Text shown:
────────────────────────────────────────

Thursday, 13 December 2012

The House I Live In: houses no women

I went to a film screening on Tuesday, in an old warehouse in Hackney, feeling unimaginably cool. They served organic popcorn. Arguably, one could even say, more underground than Girls Aloud.

The film was The House I Live In, by Eugene Jarecki. From the website's blurb:
THE HOUSE I LIVE IN captures heart-wrenching stories at all levels of America’s drug war - from the dealer to the grieving mother, the narcotics officer to the senator, the inmate to the federal judge. Together, these stories pose urgent questions: What caused the war? What perpetuates it? And what can be done to stop it?
It is astonishingly good, with a compelling cast of characters; with heartbreaking stories and academic discussion and cutting statistics expertly wielded to argue its point with devastating skill. Imagine The Wire, in documentary form - and fittingly, David Simon is one of its most impressive talking heads.

But I walked out thinking - and I'll be honest, this is possibly my most used phrase - what about the women? How can a film be so intelligent and incisive about the subtle interplay between class and race in the US blithely skim over the third player in the unholy trinity, the Axis of Evil Oppressions that cut through the lives of virtually every person on the planet?

It's not that women are absent from the film - a fair selection are present as academics, commentators, and interviewees sharing their stories. But just filling a quota doesn't mean that you're engaging with the issues that affect women.

────────────────────────────────────────

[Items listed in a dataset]
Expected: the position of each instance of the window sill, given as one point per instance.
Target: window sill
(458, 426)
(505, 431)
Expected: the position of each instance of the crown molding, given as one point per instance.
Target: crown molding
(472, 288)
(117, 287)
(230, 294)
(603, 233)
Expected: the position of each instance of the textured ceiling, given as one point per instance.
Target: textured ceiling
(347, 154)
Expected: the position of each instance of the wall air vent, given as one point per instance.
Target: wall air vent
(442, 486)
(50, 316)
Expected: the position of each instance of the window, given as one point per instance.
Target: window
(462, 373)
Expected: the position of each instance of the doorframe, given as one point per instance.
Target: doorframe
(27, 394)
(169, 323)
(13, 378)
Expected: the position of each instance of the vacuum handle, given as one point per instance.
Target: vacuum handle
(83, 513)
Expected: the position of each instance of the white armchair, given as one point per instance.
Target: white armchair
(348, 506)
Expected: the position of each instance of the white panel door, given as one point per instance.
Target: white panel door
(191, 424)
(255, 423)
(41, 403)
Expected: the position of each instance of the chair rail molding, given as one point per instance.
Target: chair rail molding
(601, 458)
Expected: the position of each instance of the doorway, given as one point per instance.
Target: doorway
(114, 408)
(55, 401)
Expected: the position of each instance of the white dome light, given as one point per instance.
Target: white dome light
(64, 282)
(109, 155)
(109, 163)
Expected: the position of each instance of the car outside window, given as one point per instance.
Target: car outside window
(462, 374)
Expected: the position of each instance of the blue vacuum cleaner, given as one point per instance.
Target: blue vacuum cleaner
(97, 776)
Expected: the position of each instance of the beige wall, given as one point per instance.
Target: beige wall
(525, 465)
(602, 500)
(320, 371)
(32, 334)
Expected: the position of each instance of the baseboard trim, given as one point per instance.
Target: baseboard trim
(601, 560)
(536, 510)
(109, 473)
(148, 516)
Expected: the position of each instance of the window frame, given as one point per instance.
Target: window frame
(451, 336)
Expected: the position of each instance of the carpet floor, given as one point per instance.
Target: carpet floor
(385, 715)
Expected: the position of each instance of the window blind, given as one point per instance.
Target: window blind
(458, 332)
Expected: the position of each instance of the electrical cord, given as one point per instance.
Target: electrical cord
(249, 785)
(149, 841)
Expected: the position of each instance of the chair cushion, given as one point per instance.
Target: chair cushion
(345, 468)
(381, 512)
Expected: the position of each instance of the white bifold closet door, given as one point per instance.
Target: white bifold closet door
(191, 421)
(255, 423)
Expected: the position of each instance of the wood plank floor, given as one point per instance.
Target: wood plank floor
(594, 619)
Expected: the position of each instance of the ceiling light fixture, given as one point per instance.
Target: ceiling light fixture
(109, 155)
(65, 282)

────────────────────────────────────────

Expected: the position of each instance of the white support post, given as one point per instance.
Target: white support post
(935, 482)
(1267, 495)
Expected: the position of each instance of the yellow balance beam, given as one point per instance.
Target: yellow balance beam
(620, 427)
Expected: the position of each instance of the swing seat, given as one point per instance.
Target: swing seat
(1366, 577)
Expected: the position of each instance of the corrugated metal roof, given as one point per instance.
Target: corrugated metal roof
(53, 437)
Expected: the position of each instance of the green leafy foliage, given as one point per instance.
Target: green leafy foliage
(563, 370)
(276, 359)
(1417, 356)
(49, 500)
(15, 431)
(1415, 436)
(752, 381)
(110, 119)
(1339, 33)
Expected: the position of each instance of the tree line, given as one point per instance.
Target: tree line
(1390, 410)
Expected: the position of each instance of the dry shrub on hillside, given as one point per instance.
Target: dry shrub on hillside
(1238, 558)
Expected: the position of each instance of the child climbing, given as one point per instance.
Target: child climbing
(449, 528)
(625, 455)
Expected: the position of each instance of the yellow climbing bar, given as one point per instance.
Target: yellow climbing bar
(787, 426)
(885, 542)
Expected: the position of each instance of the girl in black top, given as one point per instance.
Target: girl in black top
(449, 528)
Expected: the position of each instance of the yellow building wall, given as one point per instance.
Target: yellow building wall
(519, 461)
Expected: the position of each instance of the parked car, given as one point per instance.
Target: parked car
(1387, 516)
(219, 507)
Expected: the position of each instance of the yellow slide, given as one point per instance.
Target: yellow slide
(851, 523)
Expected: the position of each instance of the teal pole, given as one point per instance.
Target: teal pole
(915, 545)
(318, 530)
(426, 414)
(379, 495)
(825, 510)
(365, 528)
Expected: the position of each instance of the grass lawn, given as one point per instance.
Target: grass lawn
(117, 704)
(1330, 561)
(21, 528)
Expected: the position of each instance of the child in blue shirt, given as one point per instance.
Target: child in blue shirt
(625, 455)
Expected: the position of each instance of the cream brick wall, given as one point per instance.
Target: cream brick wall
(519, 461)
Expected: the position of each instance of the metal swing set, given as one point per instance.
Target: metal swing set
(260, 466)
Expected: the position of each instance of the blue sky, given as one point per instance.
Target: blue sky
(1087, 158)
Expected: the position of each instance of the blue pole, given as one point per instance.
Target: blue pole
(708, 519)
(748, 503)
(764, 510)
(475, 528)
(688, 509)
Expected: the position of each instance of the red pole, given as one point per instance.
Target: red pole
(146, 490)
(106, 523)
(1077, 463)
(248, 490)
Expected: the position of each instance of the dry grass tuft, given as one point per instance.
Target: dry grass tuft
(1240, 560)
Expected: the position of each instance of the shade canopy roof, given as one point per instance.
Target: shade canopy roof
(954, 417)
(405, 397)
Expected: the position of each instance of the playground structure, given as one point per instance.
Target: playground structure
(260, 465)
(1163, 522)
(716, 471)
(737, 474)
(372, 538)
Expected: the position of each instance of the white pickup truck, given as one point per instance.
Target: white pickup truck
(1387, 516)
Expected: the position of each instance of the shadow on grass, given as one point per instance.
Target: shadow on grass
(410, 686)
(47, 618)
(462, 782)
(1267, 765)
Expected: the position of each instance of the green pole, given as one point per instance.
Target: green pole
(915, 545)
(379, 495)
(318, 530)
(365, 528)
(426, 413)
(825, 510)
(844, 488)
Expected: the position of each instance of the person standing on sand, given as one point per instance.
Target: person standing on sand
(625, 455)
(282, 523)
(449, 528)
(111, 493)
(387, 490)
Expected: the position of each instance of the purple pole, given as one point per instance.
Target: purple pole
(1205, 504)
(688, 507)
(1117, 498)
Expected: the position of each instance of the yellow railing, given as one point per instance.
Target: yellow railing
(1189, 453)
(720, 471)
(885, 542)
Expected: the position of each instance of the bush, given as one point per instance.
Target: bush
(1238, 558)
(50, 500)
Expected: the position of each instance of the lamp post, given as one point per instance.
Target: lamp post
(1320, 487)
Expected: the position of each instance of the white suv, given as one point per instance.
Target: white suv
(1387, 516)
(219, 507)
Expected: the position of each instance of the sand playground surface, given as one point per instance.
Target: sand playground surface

────────────────────────────────────────

What you will do:
1 - Rewrite the stretch of the blog post about The House I Live In from "The House I Live In: houses" through "than Girls Aloud.", replacing "warehouse" with "cinema".
2 - According to the blog post about The House I Live In, who is one of the film's most impressive talking heads?
3 - Write what comes next in the blog post about The House I Live In, starting after its last sentence.
The entries are material separate from the blog post.

Results of the tasks:
1 -
The House I Live In: houses no women

I went to a film screening on Tuesday, in an old cinema in Hackney, feeling unimaginably cool. They served organic popcorn. Arguably, one could even say, more underground than Girls Aloud.

2 - David Simon

3 -
There's a moment where two jaded cops are chatting about how to solve The Drug Problem, and one of them goes off on a rant about how addicts should be "spayed". It's a scene which is played for laughs (laughing at them, not with them), but, as I couldn't stop myself from muttering, "That would be hilarious if they didn't actually do that".

There are a number of cases where women convicted of drug charges have been offered reduced sentences if they agree to use contraceptive implants during a probationary period. Chew on that for a second: quite apart from being a violation of their right to a family life, a violation of their right to control their own fertility, and a fairly obvious eugenicsy attempt to stop the 'wrong' people from breeding - it's also imposing an invasive medical treatment on someone against their will. It's not like saying "you must promise to use condoms for three years" - it's saying "you must accept this implant, and the side effects that go with it, for three years - or you will go to jail". (Common side effects include disruption of the menstrual cycle - I know a girl who had one long period for four months straight after getting this implant - along with nausea, weight gain, headaches, mood swings, anxiety, acne, and depression.)

That's just one little way that gender comes into play in the War On Drugs, just one nugget of information I've gleaned from years spent idling my time away on the feminist blogosphere. I'm guessing that there are about a million other ways that it intersects - but this film wasn't interested in exploring them.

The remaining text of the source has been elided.